Labeled shape data
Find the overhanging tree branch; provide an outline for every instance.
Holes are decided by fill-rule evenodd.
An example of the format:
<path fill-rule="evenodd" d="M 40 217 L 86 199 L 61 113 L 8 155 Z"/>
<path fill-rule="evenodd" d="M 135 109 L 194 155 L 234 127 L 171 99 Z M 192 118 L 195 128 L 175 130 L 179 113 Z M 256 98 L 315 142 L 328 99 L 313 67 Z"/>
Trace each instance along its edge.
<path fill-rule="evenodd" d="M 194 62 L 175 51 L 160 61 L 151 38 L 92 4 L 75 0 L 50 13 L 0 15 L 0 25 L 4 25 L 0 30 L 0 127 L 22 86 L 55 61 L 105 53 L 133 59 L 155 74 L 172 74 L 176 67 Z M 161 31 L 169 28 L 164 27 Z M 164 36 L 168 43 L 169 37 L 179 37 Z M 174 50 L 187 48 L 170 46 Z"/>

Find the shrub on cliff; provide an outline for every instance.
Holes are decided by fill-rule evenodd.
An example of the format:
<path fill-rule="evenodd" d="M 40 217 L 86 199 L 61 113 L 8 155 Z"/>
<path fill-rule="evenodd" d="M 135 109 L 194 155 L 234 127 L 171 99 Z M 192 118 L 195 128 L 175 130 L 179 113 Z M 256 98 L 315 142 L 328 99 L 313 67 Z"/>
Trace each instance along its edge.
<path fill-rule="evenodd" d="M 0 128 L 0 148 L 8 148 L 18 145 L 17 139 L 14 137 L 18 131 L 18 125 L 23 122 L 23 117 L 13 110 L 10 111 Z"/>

▸ **Task brief**
Please reproduce all of the data above, line for line, without changing a single character.

▸ **Completed exercise**
Find the overhanging tree branch; provide an outline for every instance.
Holes are decided by fill-rule evenodd.
An example of the format:
<path fill-rule="evenodd" d="M 40 217 L 86 199 L 61 113 L 8 155 Z"/>
<path fill-rule="evenodd" d="M 135 109 L 194 155 L 234 127 L 171 99 Z M 192 118 L 195 128 L 175 130 L 179 113 Z M 256 98 L 315 142 L 328 99 L 313 67 Z"/>
Trace each instance along its edge.
<path fill-rule="evenodd" d="M 194 62 L 175 51 L 160 61 L 151 38 L 92 4 L 75 0 L 50 13 L 0 15 L 0 25 L 4 25 L 0 30 L 0 127 L 22 86 L 55 61 L 105 53 L 133 59 L 155 74 L 172 74 L 176 67 Z M 161 31 L 169 28 L 164 27 Z M 164 36 L 168 43 L 169 37 L 179 37 Z M 174 50 L 187 48 L 170 46 Z"/>

Find the shrub on cliff; provide an outline for every instance.
Holes are decided by fill-rule evenodd.
An example of the format:
<path fill-rule="evenodd" d="M 40 217 L 86 199 L 61 113 L 8 155 Z"/>
<path fill-rule="evenodd" d="M 135 109 L 194 155 L 234 127 L 171 99 Z M 192 118 L 195 128 L 175 130 L 179 113 Z M 256 98 L 315 142 L 328 99 L 313 67 Z"/>
Trace each instance along its edge.
<path fill-rule="evenodd" d="M 0 128 L 0 148 L 8 148 L 18 145 L 17 139 L 14 137 L 18 131 L 18 125 L 23 122 L 23 117 L 13 110 L 10 111 Z"/>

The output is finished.